▽

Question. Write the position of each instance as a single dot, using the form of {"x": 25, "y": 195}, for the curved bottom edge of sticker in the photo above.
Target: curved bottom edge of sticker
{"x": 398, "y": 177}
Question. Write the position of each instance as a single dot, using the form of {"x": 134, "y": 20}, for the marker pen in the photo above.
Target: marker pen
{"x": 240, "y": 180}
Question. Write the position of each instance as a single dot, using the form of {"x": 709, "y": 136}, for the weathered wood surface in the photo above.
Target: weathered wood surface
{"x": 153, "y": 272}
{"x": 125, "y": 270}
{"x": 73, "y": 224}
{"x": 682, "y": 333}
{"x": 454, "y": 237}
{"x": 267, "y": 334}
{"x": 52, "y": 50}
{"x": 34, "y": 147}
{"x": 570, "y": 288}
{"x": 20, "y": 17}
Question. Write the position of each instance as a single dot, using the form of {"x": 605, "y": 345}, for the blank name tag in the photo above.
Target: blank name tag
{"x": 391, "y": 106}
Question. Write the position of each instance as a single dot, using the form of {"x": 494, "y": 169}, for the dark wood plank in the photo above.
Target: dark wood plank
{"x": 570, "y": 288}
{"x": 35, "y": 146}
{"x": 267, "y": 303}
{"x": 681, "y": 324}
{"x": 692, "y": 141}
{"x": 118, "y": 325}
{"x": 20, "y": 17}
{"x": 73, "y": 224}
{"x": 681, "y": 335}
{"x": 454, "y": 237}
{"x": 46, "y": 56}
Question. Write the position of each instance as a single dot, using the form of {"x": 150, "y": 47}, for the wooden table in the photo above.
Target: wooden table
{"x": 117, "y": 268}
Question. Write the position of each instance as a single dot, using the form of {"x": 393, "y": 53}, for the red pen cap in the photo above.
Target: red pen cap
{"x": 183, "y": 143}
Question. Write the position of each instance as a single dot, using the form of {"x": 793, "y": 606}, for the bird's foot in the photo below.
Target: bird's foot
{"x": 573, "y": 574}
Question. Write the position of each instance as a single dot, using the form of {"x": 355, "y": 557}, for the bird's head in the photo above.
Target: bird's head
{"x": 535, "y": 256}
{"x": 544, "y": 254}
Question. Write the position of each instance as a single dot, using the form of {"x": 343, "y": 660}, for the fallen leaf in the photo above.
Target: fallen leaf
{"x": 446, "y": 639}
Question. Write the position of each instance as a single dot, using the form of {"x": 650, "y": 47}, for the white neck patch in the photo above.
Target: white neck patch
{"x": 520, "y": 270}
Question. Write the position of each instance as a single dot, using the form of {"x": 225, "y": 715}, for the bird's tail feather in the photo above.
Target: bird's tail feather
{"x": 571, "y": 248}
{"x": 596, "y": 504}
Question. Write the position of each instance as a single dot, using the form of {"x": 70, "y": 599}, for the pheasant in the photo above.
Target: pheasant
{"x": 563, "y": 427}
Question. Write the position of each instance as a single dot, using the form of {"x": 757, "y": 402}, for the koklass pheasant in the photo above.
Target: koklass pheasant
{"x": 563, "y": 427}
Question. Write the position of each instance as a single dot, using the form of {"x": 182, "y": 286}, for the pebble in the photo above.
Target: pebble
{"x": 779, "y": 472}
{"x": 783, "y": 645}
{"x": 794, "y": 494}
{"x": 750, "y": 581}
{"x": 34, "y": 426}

△

▶ [YOUR GOAL]
Set down every one of the rows above again, word for word and without any change.

▶ [CORRECT RESULT]
Question. Write the position of each instance as a single dot, using the form of {"x": 25, "y": 195}, for the curved bottom edge of sticker in the photo above.
Target: curved bottom edge of sticker
{"x": 398, "y": 177}
Question. Write the position of each instance as a single dot, using the form of {"x": 134, "y": 20}, for the marker pen in the photo above.
Target: marker pen
{"x": 240, "y": 180}
Question. Write the position of each instance as a single dot, using the form of {"x": 709, "y": 136}, for the weathered wood surface in the photo above.
Target: weathered wood surface
{"x": 153, "y": 272}
{"x": 125, "y": 270}
{"x": 73, "y": 224}
{"x": 682, "y": 333}
{"x": 454, "y": 237}
{"x": 267, "y": 334}
{"x": 52, "y": 50}
{"x": 34, "y": 147}
{"x": 570, "y": 288}
{"x": 20, "y": 17}
Question. Write the position of each instance as a single dot, using the form of {"x": 605, "y": 345}, for the blank name tag in the photo above.
Target: blank name tag
{"x": 391, "y": 106}
Question. Write the position of each instance as a single dot, using the form of {"x": 494, "y": 169}, for the dark wood plank in the photo above.
Target: dark wood plank
{"x": 570, "y": 288}
{"x": 35, "y": 146}
{"x": 267, "y": 303}
{"x": 681, "y": 324}
{"x": 692, "y": 141}
{"x": 118, "y": 325}
{"x": 20, "y": 17}
{"x": 73, "y": 224}
{"x": 681, "y": 335}
{"x": 454, "y": 237}
{"x": 46, "y": 56}
Question. Write the position of each instance as a single dot, using the form of {"x": 150, "y": 47}, for the wooden table in the photo above.
Target: wooden table
{"x": 117, "y": 268}
Question. Write the position of each instance as a single dot, using the form of {"x": 393, "y": 53}, for the red pen cap in the photo above.
Target: red pen cap
{"x": 183, "y": 143}
Question. Write the position of each instance as a single dot, using the form of {"x": 793, "y": 606}, for the bird's foot in the photo below.
Target: bird's foot
{"x": 573, "y": 574}
Question. Write the position of each instance as a single dot, using the form of {"x": 355, "y": 557}, for the bird's head in the photo above.
Target: bird's head
{"x": 535, "y": 256}
{"x": 544, "y": 254}
Question. Write the position of each instance as a single dot, using the form of {"x": 343, "y": 660}, for the fallen leaf in the photo above.
Target: fallen leaf
{"x": 446, "y": 639}
Question. Write the position of each instance as a single dot, using the form of {"x": 650, "y": 47}, for the white neck patch in the photo above.
Target: white neck patch
{"x": 520, "y": 270}
Question. Write the position of each instance as a single dot, using the form of {"x": 225, "y": 715}, for the bird's tail feather in the photo above.
Target: bird's tail feather
{"x": 571, "y": 248}
{"x": 596, "y": 504}
Question. Write the position of each instance as a single dot, using the form of {"x": 70, "y": 599}, for the pheasant in the photo above.
Target: pheasant
{"x": 563, "y": 427}
Question. Write the position of each instance as a single dot, using the form of {"x": 757, "y": 402}, for the koklass pheasant in the photo above.
Target: koklass pheasant
{"x": 563, "y": 427}
Question. Write the position of each instance as a single dot, using the form of {"x": 182, "y": 286}, for the pebble in the photo above.
Target: pebble
{"x": 779, "y": 472}
{"x": 783, "y": 645}
{"x": 794, "y": 494}
{"x": 750, "y": 581}
{"x": 34, "y": 426}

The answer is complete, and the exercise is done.